> [Written task 1] Repeat everything in the comment on paying for a membership from "What changed me" down to "paying for themselves.", word for word.
> [Written task 2] For each statement, say whether it agrees with the comment on paying for a membership, giving yes or no and quoting the deciding words. (a) The writer started paying in late 08. (b) The writer kept all the other memberships. (c) The person being addressed once promised the writer something.
> [Written task 3] Continue the comment on paying for a membership from its last sentence.

> [Reading passage]
>>>

The tip about following someone for a long time...or checking back through what they have done over the years...is I think somewhat critical. Yes some new people will have some great ideas...but if you see hyped up emails mentioning someone who you have only seen in hyped up emails that isn't good.
Had no intention of paying anyone for anything.
But I noticed I kept digging deeper thru the stuff I was learning here - this approach was really closely aligned to how my own mind worked. So I bit the bullet, and started paying in late 08...and I will continue paying gladly.
What changed me was not a call to action, or testimonial or anything beyond my ability to kind of dip my toes in first (on the blog, and in a couple emails) and the direct response you offered Aaron, mattered. Never once have you EVER promised me anything. So I keep coming back.
I still freetard all the other places I used to, and only some have occasionally come close to earning me as a paying customer. But I cancelled my other memberships - they weren'y paying for themselves.

<<<

> [Data segment]
>>>

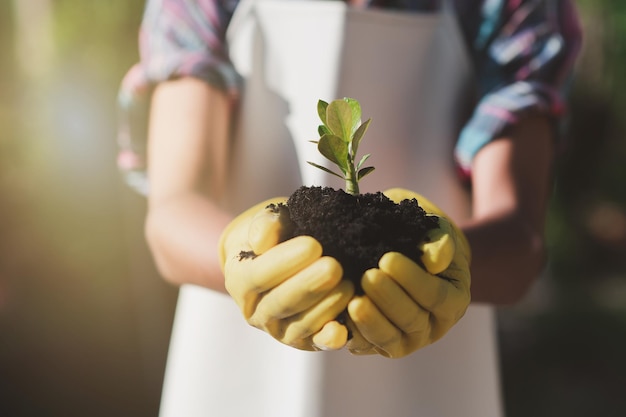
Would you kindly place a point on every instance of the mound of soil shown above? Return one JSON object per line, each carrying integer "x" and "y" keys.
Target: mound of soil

<<<

> [Exercise response 1]
What changed me was not a call to action, or testimonial or anything beyond my ability to kind of dip my toes in first (on the blog, and in a couple emails) and the direct response you offered Aaron, mattered. Never once have you EVER promised me anything. So I keep coming back.
I still freetard all the other places I used to, and only some have occasionally come close to earning me as a paying customer. But I cancelled my other memberships - they weren'y paying for themselves.

> [Exercise response 2]
(a) Yes: "started paying in late 08"
(b) No: "But I cancelled my other memberships"
(c) No: "Never once have you EVER promised me anything."

> [Exercise response 3]
In today's market, you have to earn your customers - and filling their head full of shit is not going to earn them for the long haul.
I knew Fallon before he optimized anything - when I was a freelance copywriting, he tried to shaft me into a weekly pay deal where I was producing tons of finished product every week for a flat fee. We lasted one week. I was glad to be rid of him then - it was a year or two before he got married and jumped on Jennifer's bandwagon.
I have another good story about him, but enough. Fact is, I am sure many people got something out of it...but when I saw him go from legal guy trying to make web advertising pop-up windows take off to internet super-genius who made millions and tours everywhere showering brilliance, I was pretty impressed by the hype in the two years since I saw him last. Go Brad, go. He made his bed. I have been waiting for the curtain call on that rags-to-riches story.
Come to think of it, he is one of very few customers I ever did not click with - go figure.
(and that salty droid link below showed me that Brad has been much naughterier than I ever thought! Hope it hurts him as he gets reamed.)
Great post Aaron, I love to read your 'rants' as some call them. I call it the truth.
This post made me think of the Salty Droid.
http://saltydroid.info/
This guy's blog is a riot and he really blows the doors off these get rich quick clowns.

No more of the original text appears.